◆ VORLIEGENDER TEXT:
--- --- ---
Dienstag, 10. November 2015

Qualifikation und Bildung vs. Industrialisierung und Co.

Heute habe ich einen Artikel in der ZEIT gelesen, der sich mit der Verdrängung von Arbeitern durch Roboter an Facharbeiterarbeitsplätzen befasst. Während in vielen Diskussionen viel gesagt wird, aber wenig neue Ideen entstehen, möchte ich mich in der nächsten Zeit näher mit Zukunftsideen befassen.

Heute: Die Grenzen der Qualifikation und der Automatisierung

Folgendes Problem ist zu lösen: Durch die Automatisierung / Roboterisierung kann immer mehr produzierende Arbeit mit immer weniger menschlicher Arbeitskraft geleistet werden. Dadurch ergibt sich in der momentanen Gesellschaft eine Umverteilung. Je mehr automatisiert produziert wird, umso mehr Wohlstand häuft sich bei Menschen an, denen die Produktionsmittel gehören bzw. die Anteilseigner daran sind. Ganz mechanisch betrachtet gibt es dazu eine Gegenreaktion, die bewirkt, dass bei denen, die nun nicht mehr an diesem Wertschöpfungsprozess teilhaben, der Wohlstand sinkt. Wohlstand möchte ich dabei als die Fähigkeit definieren gewisse Zustände bzw. Qualitäten zu erreichen. Der ausgeklinkten Fraktion stehen nun vier Möglichkeiten offen:

1. Sie suchen einen Arbeitgeber, der noch nicht automatisiert. Eine Option mit beschränkten Zukunftsaussichten, da der automatisierte AG meist auch wirtschaftlich stärker ist und den neuen AG verdrängt.
2. Sie wechseln von der Produktion in die Dienstleistung. Diese Option ist auch beschränkt, da durch das Absinken des Gesamtwohlstands auch weniger Nachfrage nach Dienstleistungen (also der Dienst zum Erzeugen gewisser Zustände und Qualitäten) besteht. Darüber hinaus drängen noch andere Menschen in den Dienstleistungssektor.
--- --- ---
◆ BEIGEFÜGTES MATERIAL:
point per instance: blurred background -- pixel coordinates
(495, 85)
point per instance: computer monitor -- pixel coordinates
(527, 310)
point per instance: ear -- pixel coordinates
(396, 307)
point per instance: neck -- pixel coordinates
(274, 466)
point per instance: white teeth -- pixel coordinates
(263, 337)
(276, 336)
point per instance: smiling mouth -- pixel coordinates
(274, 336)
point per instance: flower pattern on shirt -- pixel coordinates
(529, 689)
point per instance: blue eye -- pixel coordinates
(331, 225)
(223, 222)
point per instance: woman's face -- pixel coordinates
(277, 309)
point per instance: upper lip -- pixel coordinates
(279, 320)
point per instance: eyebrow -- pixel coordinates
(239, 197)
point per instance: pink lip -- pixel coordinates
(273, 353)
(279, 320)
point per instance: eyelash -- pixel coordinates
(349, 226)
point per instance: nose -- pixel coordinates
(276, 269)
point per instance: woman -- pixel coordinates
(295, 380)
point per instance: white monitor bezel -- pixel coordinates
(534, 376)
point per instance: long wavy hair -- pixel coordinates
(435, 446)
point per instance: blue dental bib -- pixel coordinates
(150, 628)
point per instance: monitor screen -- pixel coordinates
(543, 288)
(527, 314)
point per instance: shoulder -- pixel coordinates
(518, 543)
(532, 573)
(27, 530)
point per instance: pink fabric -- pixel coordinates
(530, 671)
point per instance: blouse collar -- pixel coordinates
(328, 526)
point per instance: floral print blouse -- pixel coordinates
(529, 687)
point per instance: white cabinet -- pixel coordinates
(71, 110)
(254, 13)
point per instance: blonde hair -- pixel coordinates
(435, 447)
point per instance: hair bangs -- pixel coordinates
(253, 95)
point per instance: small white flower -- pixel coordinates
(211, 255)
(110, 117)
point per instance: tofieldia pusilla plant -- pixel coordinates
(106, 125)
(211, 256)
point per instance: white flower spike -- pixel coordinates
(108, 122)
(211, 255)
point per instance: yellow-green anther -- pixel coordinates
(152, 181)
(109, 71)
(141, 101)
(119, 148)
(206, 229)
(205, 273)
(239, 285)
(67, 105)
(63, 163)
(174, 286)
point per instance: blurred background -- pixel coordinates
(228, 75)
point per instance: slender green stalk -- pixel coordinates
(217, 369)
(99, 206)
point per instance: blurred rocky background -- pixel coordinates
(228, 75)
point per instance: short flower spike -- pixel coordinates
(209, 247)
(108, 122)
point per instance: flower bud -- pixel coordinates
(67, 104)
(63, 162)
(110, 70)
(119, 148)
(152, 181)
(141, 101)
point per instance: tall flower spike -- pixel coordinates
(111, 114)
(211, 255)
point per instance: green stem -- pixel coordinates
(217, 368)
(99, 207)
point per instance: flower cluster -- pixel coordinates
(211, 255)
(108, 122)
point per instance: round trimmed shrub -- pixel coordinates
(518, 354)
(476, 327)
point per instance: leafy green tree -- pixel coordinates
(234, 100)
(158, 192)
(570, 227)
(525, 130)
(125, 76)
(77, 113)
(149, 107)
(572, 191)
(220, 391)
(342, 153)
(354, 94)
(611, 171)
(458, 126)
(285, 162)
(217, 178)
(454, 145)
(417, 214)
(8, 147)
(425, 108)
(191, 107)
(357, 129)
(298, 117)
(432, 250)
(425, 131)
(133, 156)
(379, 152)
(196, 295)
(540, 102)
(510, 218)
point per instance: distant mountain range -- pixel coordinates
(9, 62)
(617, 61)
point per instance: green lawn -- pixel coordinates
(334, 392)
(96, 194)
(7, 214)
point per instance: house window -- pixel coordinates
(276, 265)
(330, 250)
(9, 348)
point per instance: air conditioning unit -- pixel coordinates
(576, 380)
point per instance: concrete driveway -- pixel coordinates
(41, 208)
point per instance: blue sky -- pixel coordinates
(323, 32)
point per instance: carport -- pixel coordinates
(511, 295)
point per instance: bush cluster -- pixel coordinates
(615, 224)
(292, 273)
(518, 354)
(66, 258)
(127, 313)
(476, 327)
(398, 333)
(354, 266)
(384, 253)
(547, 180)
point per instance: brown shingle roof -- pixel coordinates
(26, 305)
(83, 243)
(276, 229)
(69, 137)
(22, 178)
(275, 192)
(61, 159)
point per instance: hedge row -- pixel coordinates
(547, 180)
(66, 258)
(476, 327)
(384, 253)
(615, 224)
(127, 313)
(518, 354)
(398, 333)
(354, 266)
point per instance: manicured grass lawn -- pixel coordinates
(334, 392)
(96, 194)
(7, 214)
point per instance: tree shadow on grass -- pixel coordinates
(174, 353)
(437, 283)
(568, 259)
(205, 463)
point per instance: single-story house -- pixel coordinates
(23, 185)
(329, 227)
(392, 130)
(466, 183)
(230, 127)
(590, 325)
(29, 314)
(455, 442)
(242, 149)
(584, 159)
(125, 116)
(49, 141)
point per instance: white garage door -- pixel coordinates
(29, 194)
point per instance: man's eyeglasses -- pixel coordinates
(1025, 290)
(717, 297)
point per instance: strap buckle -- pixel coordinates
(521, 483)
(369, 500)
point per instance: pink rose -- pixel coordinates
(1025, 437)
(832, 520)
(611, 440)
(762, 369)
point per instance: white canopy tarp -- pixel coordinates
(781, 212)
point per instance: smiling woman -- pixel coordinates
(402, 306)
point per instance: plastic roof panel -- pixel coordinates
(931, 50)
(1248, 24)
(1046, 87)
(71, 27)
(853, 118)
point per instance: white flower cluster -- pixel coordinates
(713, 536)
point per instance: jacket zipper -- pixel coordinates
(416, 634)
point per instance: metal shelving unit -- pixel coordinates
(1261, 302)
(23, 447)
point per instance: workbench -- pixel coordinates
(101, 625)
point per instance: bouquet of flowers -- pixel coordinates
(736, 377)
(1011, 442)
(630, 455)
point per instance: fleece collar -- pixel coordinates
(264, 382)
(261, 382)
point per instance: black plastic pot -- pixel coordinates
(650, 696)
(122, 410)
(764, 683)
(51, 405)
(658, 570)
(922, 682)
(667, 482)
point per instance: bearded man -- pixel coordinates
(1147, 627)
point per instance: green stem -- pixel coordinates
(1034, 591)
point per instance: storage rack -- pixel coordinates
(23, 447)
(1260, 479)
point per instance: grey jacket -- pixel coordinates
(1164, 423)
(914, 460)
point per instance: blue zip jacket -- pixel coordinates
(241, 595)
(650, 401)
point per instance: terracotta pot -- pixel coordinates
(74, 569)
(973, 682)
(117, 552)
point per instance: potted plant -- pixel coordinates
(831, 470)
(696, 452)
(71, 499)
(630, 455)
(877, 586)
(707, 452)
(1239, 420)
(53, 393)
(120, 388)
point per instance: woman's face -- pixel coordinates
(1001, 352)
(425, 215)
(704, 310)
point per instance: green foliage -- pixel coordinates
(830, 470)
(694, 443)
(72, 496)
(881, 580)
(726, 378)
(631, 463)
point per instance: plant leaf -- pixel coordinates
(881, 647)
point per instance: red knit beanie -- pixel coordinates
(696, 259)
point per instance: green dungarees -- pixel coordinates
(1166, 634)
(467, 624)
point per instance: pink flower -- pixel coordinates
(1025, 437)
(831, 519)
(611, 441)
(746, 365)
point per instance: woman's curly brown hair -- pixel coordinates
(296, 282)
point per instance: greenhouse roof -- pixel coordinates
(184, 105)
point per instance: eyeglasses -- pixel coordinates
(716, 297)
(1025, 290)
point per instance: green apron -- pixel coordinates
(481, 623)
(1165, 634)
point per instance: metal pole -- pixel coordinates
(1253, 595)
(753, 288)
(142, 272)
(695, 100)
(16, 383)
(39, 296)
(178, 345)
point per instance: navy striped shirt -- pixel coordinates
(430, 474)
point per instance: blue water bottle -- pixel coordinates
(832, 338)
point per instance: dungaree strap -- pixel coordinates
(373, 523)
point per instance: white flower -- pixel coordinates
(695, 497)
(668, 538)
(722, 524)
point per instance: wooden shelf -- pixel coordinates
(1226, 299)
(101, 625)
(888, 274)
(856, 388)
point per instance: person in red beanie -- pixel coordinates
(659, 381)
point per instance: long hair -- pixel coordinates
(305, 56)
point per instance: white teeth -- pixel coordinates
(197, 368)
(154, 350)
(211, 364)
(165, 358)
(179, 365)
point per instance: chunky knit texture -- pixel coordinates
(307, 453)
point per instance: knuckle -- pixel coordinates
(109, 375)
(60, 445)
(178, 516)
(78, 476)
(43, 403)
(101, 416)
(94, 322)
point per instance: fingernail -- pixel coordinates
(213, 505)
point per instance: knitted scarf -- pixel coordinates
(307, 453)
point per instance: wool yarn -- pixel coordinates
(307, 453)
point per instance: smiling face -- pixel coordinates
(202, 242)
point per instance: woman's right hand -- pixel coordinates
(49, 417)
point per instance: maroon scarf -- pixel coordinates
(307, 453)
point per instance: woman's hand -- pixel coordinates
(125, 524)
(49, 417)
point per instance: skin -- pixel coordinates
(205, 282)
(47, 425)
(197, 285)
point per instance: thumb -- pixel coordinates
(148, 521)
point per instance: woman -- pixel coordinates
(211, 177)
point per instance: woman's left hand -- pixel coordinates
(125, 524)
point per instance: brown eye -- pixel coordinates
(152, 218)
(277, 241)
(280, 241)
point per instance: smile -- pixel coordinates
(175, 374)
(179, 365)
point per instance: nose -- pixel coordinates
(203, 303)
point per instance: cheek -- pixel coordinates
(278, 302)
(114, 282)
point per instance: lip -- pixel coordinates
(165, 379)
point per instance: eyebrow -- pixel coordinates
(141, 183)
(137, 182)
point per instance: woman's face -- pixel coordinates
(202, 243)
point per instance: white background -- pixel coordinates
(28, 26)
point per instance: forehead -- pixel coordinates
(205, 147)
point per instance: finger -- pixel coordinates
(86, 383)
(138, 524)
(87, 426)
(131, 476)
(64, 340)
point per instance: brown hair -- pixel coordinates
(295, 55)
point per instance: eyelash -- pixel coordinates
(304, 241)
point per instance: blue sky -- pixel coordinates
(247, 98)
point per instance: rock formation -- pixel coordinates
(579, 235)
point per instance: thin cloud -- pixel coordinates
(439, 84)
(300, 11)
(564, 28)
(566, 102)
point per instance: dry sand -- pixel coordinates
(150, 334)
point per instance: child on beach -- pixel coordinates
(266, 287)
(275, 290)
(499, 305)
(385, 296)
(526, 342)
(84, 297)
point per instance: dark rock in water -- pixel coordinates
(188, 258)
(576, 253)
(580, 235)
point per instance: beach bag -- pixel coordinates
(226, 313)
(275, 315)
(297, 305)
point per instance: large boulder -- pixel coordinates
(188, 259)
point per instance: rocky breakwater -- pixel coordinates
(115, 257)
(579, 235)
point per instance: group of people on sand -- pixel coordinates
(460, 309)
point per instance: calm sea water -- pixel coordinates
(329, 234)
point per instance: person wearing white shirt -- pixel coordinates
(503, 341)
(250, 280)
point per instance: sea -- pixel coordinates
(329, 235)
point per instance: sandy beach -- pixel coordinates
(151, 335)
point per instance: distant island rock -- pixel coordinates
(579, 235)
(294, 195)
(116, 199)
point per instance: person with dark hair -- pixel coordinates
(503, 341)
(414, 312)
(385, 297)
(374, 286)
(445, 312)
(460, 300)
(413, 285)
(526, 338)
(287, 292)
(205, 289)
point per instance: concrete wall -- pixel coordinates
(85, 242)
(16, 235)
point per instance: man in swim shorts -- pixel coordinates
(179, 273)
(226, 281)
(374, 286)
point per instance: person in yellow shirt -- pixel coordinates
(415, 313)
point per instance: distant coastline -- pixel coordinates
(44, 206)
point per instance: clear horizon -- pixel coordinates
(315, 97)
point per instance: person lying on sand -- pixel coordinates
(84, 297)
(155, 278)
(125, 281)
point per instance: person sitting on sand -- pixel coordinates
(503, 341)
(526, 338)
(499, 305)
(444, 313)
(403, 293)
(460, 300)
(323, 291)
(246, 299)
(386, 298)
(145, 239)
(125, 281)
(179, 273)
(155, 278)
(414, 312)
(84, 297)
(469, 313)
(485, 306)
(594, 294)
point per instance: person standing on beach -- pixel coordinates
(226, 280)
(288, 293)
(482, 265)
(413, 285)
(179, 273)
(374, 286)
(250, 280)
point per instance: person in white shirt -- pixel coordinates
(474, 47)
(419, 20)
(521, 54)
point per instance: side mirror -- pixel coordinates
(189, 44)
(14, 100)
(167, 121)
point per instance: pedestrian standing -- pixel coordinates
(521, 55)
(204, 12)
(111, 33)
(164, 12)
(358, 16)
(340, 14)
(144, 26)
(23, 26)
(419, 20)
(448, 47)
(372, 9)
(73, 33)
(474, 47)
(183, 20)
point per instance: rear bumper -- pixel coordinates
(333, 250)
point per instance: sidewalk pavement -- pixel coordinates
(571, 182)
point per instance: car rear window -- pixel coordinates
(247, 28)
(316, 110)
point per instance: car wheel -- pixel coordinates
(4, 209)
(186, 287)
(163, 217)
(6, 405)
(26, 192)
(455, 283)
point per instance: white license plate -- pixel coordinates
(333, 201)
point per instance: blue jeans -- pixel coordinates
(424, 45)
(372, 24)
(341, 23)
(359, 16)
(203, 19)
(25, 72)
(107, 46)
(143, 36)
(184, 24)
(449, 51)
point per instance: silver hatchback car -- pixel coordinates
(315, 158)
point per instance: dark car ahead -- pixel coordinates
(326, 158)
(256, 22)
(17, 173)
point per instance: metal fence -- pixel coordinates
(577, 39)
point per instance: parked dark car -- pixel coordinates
--- --- ---
◆ KURZE AUFGABE 1:
In welcher Zeitung stand laut dem Blogeintrag über Automatisierung der Artikel, der dort erwähnt wird?
◆ KURZE AUFGABE 2:
Zähle die Zeilen der Liste, die das Wort „beach“ enthalten, und nenne nur die Anzahl. Groß- und Kleinschreibung wird berücksichtigt.

◆ LÖSUNG 1:
In der ZEIT.

◆ LÖSUNG 2:
4